Problem details:
Pick out every line in the entries below that contains the word "dirt", and copy each one in full.

Records for this task:

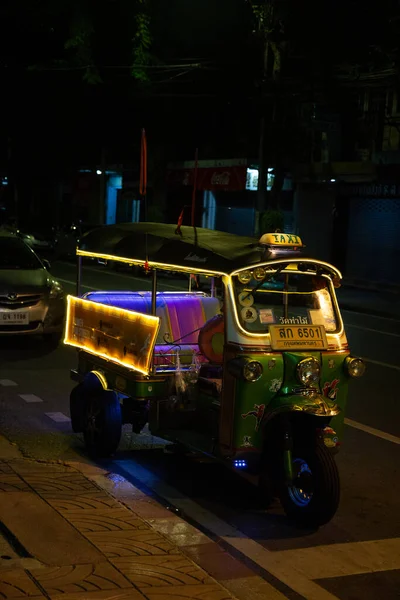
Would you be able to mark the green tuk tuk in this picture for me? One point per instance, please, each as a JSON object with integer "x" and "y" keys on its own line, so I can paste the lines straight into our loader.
...
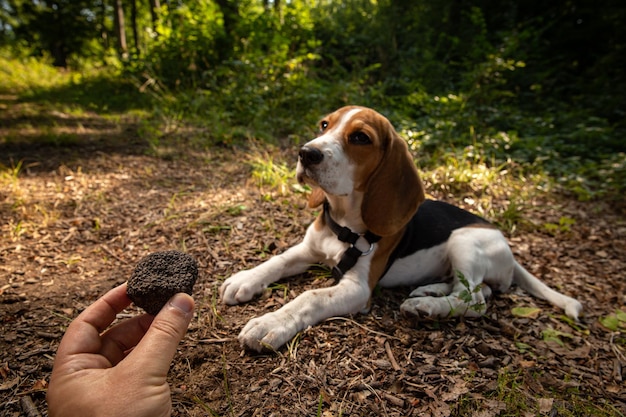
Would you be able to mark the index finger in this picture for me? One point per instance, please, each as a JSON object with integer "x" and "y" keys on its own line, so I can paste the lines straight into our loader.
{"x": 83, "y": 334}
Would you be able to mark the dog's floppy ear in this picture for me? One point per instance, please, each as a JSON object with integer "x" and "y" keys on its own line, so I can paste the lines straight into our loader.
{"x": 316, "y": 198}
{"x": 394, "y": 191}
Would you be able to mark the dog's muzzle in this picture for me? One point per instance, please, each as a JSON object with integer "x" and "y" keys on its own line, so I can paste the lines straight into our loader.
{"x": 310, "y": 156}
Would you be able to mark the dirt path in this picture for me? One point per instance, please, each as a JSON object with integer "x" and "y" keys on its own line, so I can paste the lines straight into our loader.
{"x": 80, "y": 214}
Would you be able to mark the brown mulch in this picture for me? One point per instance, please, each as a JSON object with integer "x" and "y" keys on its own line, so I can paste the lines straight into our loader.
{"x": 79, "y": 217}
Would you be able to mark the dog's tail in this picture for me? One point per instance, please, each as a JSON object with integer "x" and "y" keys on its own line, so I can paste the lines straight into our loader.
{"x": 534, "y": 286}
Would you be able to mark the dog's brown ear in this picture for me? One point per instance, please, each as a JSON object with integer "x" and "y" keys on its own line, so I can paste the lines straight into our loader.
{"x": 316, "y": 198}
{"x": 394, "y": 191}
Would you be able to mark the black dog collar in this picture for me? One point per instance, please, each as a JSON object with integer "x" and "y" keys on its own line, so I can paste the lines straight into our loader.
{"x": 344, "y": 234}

Written answer:
Would you be able to mark the dirt path in this picture for me? One point per instance, please, each as a JSON object with integer "x" and "y" keys on its own line, so I can paste the lines straight into our loader.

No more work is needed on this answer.